> _Instructions to follow_
Output only this range of the data below: the line that contains "of the farm" through the final line, both ends included, each retyped exactly.

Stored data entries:
§ §
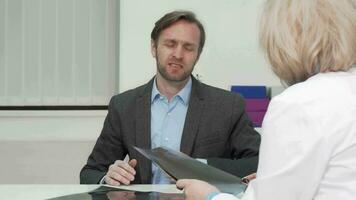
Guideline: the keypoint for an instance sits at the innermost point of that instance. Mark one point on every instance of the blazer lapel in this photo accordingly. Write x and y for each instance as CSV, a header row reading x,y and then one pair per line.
x,y
192,120
143,131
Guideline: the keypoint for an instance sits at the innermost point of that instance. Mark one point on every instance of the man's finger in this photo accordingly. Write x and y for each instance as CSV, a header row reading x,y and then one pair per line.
x,y
126,174
118,177
133,163
111,181
182,183
127,167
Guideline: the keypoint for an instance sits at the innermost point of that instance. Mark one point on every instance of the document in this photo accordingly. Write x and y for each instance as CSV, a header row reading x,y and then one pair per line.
x,y
181,166
111,193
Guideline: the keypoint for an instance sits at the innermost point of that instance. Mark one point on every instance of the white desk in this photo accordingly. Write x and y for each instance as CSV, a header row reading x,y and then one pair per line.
x,y
38,192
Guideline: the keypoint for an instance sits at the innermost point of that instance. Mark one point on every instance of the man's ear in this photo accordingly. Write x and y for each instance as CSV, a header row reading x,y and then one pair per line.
x,y
153,48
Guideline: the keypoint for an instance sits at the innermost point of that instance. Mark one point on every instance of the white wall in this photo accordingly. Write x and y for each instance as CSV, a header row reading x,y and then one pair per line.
x,y
231,55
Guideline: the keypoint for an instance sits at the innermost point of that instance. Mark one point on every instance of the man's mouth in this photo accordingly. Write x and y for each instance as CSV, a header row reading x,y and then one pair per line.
x,y
175,65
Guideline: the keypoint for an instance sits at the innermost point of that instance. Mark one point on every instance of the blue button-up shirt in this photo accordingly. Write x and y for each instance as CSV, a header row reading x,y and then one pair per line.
x,y
167,123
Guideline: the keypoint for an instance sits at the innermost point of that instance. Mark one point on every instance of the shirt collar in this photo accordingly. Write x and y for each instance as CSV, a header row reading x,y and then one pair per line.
x,y
183,94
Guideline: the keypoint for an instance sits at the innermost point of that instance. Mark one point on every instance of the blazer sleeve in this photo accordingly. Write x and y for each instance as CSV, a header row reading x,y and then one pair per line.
x,y
244,144
108,148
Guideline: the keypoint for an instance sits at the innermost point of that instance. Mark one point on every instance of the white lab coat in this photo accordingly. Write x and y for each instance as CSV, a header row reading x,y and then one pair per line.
x,y
308,148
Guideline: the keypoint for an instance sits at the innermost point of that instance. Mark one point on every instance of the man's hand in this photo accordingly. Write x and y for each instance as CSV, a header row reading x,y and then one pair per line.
x,y
195,189
121,172
249,178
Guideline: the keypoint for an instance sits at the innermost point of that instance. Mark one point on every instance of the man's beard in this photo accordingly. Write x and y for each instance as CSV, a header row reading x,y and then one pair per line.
x,y
163,72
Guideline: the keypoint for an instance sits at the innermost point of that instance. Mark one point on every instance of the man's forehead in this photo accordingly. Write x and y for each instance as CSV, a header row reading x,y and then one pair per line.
x,y
181,31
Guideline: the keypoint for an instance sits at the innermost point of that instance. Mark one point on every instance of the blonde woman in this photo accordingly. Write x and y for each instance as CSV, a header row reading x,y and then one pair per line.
x,y
308,148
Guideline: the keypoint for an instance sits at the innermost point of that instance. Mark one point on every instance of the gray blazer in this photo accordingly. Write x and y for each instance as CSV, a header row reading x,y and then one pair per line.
x,y
216,127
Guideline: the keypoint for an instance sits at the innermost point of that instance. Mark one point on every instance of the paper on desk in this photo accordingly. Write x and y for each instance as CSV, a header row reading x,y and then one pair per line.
x,y
181,166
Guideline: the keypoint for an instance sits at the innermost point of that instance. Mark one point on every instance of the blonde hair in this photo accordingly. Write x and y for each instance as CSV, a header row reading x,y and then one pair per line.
x,y
305,37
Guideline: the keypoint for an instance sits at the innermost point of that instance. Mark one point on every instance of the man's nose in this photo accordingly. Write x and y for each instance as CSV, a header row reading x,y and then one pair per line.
x,y
178,52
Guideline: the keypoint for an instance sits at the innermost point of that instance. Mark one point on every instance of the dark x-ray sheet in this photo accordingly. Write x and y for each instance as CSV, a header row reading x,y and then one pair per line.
x,y
181,166
107,193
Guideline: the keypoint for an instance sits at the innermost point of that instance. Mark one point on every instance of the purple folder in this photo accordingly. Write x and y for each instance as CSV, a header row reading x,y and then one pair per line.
x,y
257,117
253,105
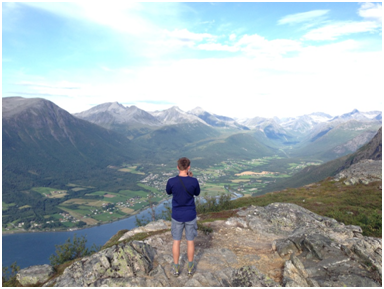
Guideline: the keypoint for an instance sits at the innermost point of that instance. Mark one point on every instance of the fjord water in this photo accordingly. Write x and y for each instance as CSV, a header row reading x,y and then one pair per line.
x,y
29,249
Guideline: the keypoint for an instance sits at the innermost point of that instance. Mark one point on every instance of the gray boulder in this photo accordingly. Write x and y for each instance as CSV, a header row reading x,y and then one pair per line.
x,y
34,275
114,264
250,276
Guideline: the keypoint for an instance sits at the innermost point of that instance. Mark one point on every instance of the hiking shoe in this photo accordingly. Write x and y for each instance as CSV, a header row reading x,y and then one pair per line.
x,y
191,269
175,270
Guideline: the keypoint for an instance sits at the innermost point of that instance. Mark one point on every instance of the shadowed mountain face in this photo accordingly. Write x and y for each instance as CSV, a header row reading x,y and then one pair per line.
x,y
41,140
371,151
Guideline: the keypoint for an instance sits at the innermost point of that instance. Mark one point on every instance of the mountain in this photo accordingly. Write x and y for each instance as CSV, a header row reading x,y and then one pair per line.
x,y
217,120
334,139
115,114
371,151
44,143
305,123
175,115
356,115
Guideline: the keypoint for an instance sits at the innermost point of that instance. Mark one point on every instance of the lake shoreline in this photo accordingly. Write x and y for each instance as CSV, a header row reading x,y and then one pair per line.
x,y
22,231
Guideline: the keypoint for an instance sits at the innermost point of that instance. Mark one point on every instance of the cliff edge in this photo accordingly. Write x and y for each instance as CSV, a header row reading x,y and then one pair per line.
x,y
281,244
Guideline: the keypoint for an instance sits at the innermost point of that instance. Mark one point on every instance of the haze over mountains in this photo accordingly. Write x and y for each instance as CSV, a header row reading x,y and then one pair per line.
x,y
42,141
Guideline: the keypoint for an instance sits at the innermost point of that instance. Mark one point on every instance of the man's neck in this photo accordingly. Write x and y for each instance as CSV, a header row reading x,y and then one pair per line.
x,y
183,173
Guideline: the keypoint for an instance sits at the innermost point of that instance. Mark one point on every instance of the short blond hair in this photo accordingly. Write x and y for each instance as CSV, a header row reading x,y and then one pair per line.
x,y
183,163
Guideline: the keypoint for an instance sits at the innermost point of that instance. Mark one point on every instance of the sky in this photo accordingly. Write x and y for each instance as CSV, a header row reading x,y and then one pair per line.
x,y
235,59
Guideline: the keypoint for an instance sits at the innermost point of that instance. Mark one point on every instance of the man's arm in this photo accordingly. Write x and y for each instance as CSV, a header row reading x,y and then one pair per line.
x,y
197,190
168,188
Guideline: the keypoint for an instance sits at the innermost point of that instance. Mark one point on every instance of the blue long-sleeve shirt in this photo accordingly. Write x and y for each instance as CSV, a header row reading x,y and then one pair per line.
x,y
183,204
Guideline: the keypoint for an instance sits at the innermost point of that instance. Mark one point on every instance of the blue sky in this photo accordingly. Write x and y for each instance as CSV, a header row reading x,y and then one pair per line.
x,y
230,58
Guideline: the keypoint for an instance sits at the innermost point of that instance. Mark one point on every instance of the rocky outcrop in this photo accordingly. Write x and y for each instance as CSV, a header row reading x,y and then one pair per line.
x,y
372,150
363,172
277,245
34,275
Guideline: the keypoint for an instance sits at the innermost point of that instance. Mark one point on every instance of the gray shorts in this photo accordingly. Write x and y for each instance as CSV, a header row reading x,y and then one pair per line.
x,y
190,230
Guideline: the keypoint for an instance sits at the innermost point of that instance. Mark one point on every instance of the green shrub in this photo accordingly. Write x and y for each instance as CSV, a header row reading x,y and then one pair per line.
x,y
72,250
9,278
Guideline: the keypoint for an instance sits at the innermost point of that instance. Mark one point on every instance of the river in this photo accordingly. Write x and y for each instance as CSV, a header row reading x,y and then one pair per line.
x,y
29,249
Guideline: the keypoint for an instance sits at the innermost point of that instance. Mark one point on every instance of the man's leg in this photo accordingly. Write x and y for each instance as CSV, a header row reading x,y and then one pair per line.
x,y
176,251
190,250
190,234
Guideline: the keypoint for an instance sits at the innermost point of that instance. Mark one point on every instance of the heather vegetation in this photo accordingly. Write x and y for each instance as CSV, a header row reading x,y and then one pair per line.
x,y
359,205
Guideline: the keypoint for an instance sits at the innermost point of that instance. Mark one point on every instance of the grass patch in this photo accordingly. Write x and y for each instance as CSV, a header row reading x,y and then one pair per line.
x,y
359,205
5,206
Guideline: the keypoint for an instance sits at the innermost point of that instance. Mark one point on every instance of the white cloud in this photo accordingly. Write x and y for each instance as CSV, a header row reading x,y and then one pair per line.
x,y
335,30
372,11
119,15
302,17
217,47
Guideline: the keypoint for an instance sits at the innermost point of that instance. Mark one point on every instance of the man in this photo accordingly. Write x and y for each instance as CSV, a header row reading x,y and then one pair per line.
x,y
183,188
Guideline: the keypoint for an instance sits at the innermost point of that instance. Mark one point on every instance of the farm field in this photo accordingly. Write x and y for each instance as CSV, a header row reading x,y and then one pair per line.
x,y
88,206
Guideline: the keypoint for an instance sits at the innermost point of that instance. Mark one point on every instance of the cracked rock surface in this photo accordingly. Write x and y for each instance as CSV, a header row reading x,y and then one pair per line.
x,y
277,245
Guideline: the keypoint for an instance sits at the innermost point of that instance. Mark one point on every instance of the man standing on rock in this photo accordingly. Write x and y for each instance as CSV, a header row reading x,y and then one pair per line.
§ §
> _Your solution_
Guideline: the keypoint for an instance sits at the innermost point of that instance. Mark one point on every instance of the farm field in this photo accordingly. Write x and y for each instance as CSV, a header row reading x,y and then one pair per line.
x,y
88,206
Guideline: the keypoint for an instance sits at the innermost point of that instance. Mark one point on every instance of the cracked rock surface in this photo accordingly. Write x and y for each instance as CSV, a header row reading x,y and then one pair per line.
x,y
277,245
Guideline: the keypoint for an instance sits at the innermost point of that instance. Mark one point on every instance of the man standing on rock in this photo accordingly. Write x and y for each instance as CSV, a header row reading x,y and then one pair per line.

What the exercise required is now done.